Exercise prompt:
Give the entries again exactly as they appear, but without the images.

Dataset records:
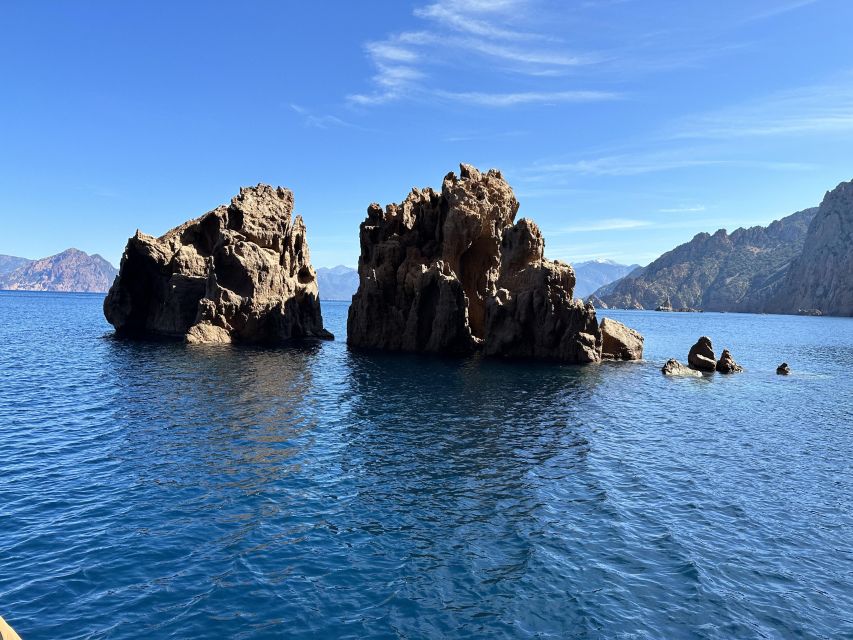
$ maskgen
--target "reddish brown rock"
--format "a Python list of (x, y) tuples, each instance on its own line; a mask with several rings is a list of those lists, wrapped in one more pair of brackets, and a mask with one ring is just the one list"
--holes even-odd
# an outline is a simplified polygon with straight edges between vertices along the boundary
[(573, 300), (571, 266), (546, 260), (535, 224), (500, 171), (461, 165), (441, 192), (373, 204), (361, 224), (353, 347), (600, 359), (595, 310)]
[(732, 354), (728, 349), (723, 349), (720, 359), (717, 360), (716, 368), (720, 373), (740, 373), (743, 371), (743, 367), (735, 362), (735, 359), (732, 357)]
[(331, 338), (323, 328), (305, 224), (293, 194), (244, 188), (155, 238), (136, 232), (104, 300), (122, 337), (190, 343)]
[(483, 352), (564, 362), (597, 362), (601, 338), (595, 309), (572, 299), (571, 265), (547, 260), (535, 223), (522, 218), (504, 230), (497, 291), (486, 306)]
[(642, 360), (644, 338), (612, 318), (602, 318), (601, 357), (609, 360)]
[(707, 336), (702, 336), (699, 340), (690, 347), (690, 353), (687, 355), (687, 364), (699, 371), (713, 371), (717, 366), (717, 360), (714, 356), (714, 346), (711, 344), (711, 339)]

Result for this task:
$ maskgen
--target "reddish brown rock"
--format "a Python list of (x, y) tuples, each instance on its own line; a mask with several rings is a list of those lists, wrapped in one more pair of brackets, and a mask with one ring is just the one list"
--holes even-odd
# an outline is a simplified polygon with straight edges between vertices along the boundary
[(573, 300), (571, 266), (546, 260), (535, 224), (500, 171), (461, 165), (441, 192), (373, 204), (361, 224), (353, 347), (600, 359), (595, 310)]
[(732, 354), (728, 349), (723, 349), (720, 359), (717, 360), (716, 368), (720, 373), (740, 373), (743, 371), (743, 367), (735, 362), (735, 359), (732, 357)]
[(331, 338), (323, 328), (305, 224), (293, 194), (244, 188), (155, 238), (136, 232), (104, 300), (122, 337), (190, 343)]
[(483, 352), (564, 362), (597, 362), (601, 338), (595, 309), (572, 299), (571, 265), (547, 260), (535, 223), (522, 218), (504, 230), (497, 291), (486, 306)]
[(642, 360), (644, 338), (612, 318), (602, 318), (601, 357), (609, 360)]
[(707, 336), (702, 336), (699, 340), (690, 347), (690, 353), (687, 355), (687, 364), (699, 371), (713, 371), (717, 366), (717, 360), (714, 356), (714, 346), (711, 344), (711, 339)]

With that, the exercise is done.